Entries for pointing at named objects
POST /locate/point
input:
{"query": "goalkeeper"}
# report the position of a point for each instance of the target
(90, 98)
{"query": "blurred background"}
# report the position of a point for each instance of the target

● **Job**
Please repeat every line of the records above, requests included, and shift each coordinate in the answers by adding 8 to it.

● **Full answer**
POST /locate/point
input:
{"query": "goalkeeper"}
# report the position of a point for each instance of the target
(98, 106)
{"query": "blurred background"}
# report the position of a point for each instance of the target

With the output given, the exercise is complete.